(Records excerpted from a collection)
━━━━

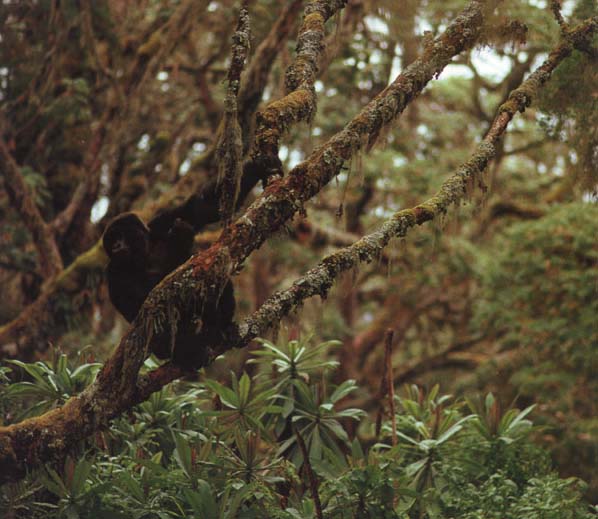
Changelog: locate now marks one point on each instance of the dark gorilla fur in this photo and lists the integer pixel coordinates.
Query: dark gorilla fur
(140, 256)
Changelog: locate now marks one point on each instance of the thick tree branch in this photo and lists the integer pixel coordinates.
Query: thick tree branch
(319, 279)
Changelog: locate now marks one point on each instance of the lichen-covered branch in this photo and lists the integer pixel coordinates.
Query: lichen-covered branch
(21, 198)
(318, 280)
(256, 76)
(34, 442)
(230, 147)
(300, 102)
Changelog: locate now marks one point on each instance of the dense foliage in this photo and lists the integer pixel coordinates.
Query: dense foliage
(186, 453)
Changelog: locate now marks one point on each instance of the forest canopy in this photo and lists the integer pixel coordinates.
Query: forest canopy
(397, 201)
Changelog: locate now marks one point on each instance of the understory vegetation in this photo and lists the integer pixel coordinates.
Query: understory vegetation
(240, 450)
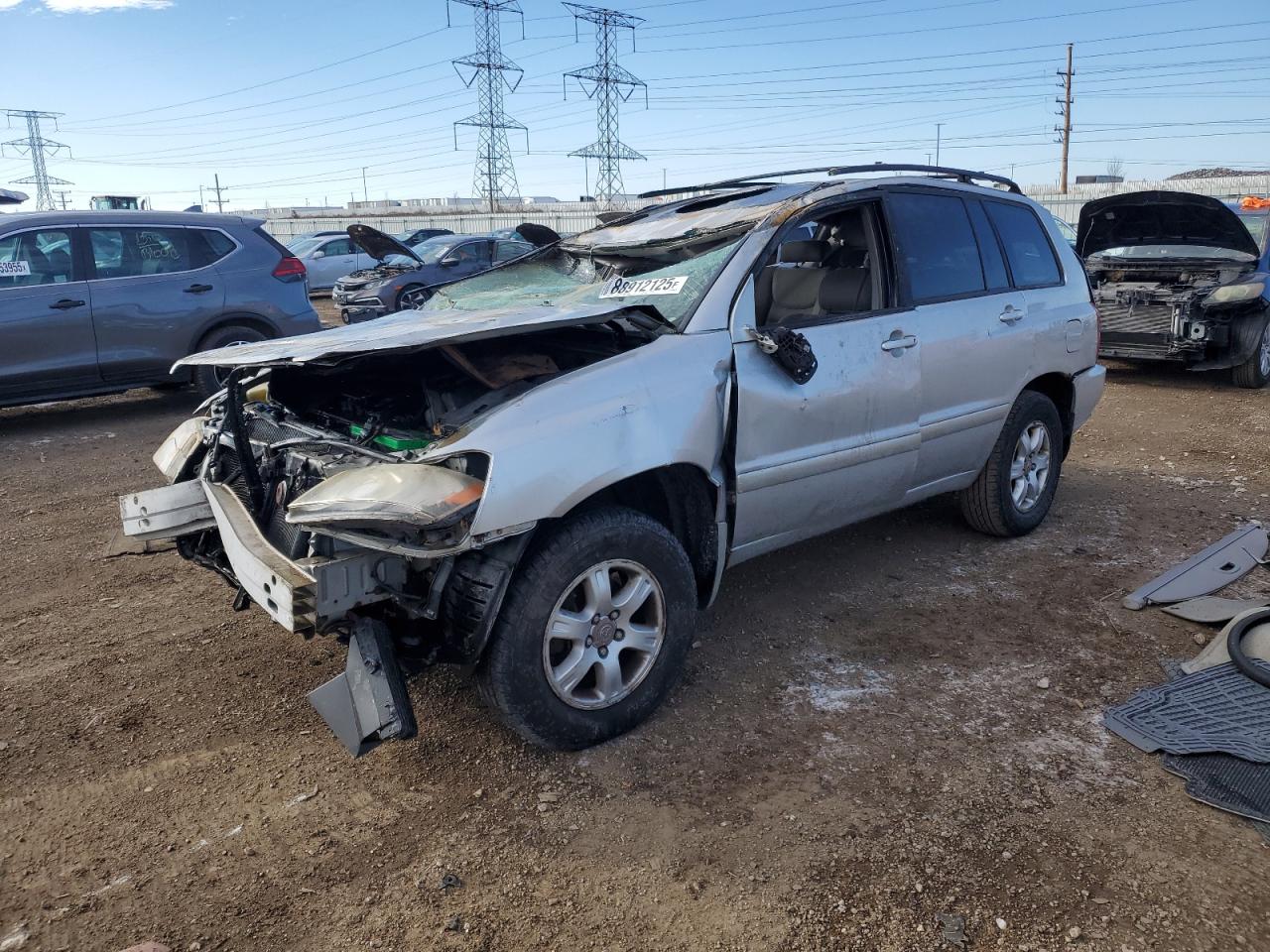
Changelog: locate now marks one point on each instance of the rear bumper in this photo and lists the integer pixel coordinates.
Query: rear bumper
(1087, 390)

━━━━

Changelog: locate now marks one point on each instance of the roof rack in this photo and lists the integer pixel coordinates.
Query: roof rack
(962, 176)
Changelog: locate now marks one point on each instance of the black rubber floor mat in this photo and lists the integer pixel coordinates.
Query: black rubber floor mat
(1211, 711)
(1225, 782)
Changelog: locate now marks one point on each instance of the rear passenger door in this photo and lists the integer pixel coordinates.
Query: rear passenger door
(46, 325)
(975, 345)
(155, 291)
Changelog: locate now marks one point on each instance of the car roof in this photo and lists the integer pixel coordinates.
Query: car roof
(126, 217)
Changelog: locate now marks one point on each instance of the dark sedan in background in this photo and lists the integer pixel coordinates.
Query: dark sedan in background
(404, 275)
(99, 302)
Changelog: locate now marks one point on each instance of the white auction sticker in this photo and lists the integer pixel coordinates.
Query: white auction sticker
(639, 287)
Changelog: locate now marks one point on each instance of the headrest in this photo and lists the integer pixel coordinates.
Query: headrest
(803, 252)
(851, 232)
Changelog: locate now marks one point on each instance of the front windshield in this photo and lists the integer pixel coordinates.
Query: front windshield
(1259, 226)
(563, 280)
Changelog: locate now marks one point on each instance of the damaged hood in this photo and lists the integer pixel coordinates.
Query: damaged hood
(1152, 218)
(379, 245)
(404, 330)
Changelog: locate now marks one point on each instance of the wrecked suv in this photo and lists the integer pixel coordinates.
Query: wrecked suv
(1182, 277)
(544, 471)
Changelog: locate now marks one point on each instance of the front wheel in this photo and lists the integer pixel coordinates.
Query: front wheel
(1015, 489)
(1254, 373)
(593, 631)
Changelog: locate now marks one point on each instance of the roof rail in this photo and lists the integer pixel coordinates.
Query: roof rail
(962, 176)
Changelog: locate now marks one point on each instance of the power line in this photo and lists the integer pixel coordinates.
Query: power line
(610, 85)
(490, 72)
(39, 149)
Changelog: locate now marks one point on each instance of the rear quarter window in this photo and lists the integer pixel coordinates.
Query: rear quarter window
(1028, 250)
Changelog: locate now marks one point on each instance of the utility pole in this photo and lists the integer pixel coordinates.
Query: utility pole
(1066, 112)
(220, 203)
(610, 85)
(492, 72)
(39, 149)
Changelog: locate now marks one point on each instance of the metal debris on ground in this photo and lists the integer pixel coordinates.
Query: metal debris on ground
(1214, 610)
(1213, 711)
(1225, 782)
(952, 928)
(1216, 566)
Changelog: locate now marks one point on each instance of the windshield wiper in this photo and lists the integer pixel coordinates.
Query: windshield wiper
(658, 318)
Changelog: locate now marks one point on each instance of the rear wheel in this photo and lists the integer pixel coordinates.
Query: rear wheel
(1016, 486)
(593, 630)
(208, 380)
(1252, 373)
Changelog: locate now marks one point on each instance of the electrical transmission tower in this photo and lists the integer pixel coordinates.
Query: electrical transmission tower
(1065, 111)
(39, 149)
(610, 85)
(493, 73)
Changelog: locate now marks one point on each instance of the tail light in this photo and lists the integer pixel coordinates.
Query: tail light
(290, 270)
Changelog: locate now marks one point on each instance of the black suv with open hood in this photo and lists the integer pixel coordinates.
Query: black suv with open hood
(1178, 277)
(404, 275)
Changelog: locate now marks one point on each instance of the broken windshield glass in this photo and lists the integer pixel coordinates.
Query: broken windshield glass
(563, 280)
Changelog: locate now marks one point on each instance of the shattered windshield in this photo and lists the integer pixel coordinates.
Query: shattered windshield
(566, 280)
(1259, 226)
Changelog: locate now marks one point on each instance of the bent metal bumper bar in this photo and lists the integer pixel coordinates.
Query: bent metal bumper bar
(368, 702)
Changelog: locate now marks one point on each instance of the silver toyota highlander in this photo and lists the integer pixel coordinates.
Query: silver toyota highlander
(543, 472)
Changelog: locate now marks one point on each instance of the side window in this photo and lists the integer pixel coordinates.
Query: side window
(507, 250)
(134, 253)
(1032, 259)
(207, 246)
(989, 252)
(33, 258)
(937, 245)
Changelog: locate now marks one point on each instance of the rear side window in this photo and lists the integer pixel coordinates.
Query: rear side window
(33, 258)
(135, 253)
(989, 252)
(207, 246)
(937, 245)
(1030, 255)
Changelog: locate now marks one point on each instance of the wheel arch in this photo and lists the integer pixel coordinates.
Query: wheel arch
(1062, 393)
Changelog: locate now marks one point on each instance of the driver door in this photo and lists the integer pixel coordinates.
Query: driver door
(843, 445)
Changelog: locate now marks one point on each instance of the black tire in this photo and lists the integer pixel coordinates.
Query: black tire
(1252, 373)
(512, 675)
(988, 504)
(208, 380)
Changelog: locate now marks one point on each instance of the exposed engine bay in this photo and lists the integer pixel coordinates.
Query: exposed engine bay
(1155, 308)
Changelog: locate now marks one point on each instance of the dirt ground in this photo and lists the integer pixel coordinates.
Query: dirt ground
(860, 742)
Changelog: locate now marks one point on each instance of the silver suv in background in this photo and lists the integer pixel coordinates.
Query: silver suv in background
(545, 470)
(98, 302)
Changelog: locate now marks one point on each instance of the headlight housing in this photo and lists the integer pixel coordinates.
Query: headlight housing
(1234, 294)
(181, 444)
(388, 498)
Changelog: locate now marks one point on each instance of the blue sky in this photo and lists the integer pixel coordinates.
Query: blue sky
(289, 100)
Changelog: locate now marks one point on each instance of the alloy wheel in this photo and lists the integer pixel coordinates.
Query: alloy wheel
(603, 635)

━━━━

Your objective:
Give the number of lines in the entries above that contain the word "background".

Task answer:
4